By the mid 1800s the County Asylums Act and Lunacy Act had made it a requirement that every United Kingdom county should build an asylum if they had not already done so, or should join with another neighbouring county to achieve the same goal. For the Hampshire asylum, a 100 acre site was located, known as Knowle Farm, close to Fareham. Purchased towards the end of the 1840s, work began on the asylum - to be known as the Hampshire County Lunatic Asylum - in 1850, and the asylum took its first patients in December 1852.

By 1856 the asylum had expanded to take 400 patients, and the growth continued throughout the century - with over 1,000 patients at the asylum by 1900. Both male and female patients were admitted, and were expected to work on the farm, in the kitchens and in other trades to help support their community. Knowle Halt, a small railway station on the Eastleigh to Fareham line, served the asylum from 1907. The station, close to the village of Funtley, was closed in 1964. Trains from the Meon Valley Railway, a cross-country railway in Hampshire, also served Knowle Halt.

The asylum was renamed Knowle Mental Hospital in 1923 and then became Knowle Hospital in 1948, finally closing in 1996. Secure accommodation for patients with mental illness is still provided by Ravenswood House, whose buildings are adjacent to the old hospital.

Data extracts —
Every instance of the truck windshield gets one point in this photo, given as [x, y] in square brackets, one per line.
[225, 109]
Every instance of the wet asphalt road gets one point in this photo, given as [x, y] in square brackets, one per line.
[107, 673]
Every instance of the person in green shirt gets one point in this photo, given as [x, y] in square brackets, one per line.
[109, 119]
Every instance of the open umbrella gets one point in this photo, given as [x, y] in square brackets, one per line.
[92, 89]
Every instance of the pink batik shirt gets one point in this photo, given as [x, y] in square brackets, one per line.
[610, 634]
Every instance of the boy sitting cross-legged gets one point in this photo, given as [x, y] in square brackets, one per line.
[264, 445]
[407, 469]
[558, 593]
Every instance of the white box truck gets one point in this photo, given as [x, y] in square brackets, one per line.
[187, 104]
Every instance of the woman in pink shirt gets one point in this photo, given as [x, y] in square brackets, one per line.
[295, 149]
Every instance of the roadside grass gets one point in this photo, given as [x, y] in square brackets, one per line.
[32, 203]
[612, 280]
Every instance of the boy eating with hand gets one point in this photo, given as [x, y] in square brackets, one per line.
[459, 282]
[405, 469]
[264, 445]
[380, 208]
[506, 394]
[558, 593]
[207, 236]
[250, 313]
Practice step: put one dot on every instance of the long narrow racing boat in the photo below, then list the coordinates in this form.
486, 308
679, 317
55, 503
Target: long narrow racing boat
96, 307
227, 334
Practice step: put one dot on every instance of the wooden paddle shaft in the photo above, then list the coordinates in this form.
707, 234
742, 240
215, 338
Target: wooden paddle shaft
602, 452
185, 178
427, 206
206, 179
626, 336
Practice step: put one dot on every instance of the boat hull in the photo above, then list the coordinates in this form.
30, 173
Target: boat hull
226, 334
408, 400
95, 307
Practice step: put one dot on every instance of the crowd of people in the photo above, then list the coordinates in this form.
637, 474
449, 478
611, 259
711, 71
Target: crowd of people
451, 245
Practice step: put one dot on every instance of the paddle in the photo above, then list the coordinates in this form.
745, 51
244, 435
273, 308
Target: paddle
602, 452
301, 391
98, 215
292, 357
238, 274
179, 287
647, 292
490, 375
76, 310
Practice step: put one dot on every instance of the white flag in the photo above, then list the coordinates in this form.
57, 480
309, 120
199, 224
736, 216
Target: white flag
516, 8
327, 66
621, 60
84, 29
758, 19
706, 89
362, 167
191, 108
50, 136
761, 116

Work to be completed —
Answer these questions using the text on the Hampshire County Lunatic Asylum:
1. In what month and year did the asylum take its first patients?
2. Which railway station began serving the asylum in 1907?
3. What was the asylum renamed in 1923?

Expected answer —
1. December 1852
2. Knowle Halt
3. Knowle Mental Hospital